(Stored records)
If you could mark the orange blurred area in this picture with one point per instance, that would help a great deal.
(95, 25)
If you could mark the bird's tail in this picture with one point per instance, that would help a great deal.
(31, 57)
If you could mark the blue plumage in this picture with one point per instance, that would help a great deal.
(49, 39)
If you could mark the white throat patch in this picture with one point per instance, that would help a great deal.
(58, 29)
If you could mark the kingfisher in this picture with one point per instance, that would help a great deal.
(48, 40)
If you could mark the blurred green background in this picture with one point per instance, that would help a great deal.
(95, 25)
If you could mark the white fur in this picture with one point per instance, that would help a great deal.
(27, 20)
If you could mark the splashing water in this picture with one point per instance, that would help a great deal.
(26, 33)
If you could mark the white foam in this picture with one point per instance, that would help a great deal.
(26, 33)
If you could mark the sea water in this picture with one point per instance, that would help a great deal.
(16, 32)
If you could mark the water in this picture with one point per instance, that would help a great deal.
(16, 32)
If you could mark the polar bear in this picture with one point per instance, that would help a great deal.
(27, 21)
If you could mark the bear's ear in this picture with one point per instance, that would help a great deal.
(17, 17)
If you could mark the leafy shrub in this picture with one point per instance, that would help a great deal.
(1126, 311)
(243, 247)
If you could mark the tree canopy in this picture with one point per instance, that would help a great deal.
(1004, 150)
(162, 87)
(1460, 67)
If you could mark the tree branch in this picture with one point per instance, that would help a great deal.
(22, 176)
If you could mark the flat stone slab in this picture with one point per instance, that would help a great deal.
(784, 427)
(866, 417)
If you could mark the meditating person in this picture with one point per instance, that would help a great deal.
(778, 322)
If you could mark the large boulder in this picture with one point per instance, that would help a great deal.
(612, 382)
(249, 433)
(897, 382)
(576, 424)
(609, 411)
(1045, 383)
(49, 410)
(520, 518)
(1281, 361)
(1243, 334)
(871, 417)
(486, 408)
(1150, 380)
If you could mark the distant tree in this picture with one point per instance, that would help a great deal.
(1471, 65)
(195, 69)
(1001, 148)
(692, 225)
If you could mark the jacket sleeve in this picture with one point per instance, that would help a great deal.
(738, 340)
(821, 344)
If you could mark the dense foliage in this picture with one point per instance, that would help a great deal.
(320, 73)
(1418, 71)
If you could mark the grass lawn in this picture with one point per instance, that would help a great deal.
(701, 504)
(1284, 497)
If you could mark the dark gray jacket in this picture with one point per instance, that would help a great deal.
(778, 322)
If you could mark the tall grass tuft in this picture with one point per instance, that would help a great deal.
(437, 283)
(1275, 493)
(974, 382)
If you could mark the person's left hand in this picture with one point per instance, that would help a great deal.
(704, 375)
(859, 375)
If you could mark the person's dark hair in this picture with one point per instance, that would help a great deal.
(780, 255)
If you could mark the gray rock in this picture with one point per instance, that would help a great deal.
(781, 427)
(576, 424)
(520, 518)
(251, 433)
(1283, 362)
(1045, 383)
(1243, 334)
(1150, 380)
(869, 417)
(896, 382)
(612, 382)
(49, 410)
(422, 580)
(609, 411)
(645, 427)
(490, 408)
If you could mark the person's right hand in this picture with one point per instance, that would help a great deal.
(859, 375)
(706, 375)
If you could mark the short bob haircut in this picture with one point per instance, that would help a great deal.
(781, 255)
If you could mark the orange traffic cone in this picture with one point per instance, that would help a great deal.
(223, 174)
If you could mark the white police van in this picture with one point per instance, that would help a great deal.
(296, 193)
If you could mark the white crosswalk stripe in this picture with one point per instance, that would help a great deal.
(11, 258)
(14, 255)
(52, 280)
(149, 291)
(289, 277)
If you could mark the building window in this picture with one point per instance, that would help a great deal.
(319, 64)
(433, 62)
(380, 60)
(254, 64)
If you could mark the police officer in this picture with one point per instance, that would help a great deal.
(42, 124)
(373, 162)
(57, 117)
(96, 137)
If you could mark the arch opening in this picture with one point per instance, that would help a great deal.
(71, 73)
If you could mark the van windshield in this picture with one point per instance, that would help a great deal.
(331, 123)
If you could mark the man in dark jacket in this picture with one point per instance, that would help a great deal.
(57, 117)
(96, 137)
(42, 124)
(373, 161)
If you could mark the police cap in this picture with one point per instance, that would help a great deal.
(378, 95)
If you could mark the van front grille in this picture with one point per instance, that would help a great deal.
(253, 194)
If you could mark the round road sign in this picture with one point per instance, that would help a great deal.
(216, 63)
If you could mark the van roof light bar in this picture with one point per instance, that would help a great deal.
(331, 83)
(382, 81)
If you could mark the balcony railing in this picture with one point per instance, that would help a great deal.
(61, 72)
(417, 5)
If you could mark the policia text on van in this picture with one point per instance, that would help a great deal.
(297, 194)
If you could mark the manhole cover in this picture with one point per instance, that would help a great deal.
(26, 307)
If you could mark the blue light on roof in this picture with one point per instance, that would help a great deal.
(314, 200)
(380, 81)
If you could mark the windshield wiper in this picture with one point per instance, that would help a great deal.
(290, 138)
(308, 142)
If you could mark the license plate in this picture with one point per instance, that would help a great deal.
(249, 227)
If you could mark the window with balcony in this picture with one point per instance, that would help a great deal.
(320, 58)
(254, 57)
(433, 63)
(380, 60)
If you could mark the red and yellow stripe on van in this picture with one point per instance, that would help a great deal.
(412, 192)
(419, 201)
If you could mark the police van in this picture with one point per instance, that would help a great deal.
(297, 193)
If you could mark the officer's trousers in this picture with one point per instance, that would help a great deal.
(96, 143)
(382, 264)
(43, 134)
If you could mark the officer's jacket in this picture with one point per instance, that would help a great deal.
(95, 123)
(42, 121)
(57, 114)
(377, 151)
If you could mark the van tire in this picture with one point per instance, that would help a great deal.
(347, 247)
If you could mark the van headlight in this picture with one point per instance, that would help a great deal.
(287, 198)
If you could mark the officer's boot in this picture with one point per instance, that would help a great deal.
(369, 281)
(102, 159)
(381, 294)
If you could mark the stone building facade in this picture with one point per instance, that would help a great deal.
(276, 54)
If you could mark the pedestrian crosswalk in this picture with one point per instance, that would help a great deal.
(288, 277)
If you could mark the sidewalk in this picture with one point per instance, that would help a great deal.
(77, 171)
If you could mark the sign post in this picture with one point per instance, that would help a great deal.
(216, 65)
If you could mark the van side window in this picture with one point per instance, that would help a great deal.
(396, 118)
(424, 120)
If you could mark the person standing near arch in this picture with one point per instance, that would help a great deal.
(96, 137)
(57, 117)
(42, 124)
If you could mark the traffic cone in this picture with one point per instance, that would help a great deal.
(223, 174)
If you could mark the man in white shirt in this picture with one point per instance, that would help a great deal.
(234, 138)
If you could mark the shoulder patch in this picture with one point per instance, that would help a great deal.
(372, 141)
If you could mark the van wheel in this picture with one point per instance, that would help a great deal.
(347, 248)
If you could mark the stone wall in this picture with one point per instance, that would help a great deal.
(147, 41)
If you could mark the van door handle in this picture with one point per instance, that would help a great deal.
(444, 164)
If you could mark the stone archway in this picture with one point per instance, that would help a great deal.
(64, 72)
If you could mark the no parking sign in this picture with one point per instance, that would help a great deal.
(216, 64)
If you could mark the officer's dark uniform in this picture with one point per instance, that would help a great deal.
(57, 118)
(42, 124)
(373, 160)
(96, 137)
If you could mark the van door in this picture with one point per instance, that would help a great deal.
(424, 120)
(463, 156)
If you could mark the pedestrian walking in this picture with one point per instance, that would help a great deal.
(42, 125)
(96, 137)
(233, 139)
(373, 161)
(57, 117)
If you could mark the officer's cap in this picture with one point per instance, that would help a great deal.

Exercise prompt
Set down only these lines, exactly: the line containing "If you could mark the man in white" and each line after it, through the end of the listing.

The output
If you could mark the man in white shirt in this picture with one point per instance, that would help a great deal.
(234, 138)
If you could mark the shoulder patch in this picture with one point per instance, that would help a great deal.
(372, 141)
If you could mark the van wheel in this picture with one point per instance, that would help a great deal.
(347, 248)
If you could mark the stone wall in this picture with one point per instance, that would help a great deal.
(147, 41)
If you could mark the van door handle in this picture with one point per instance, that would help a great deal.
(444, 164)
If you could mark the stone archway in this picture with one point per instance, that would help a great deal.
(64, 72)
If you could mark the no parking sign in this picture with one point per instance, that would help a great deal.
(216, 64)
If you could mark the officer's dark uniform in this picture with one point per instance, that would help a great deal.
(57, 118)
(42, 124)
(373, 160)
(96, 137)
If you could mark the van door in this picture with one point per instance, that would help a great deal.
(424, 120)
(463, 156)
If you could mark the pedestrian walking in this picture with one point per instance, that would help a great deal.
(42, 125)
(96, 137)
(233, 139)
(373, 161)
(57, 117)
If you could mark the officer's cap in this picture with one point per instance, that would help a great deal.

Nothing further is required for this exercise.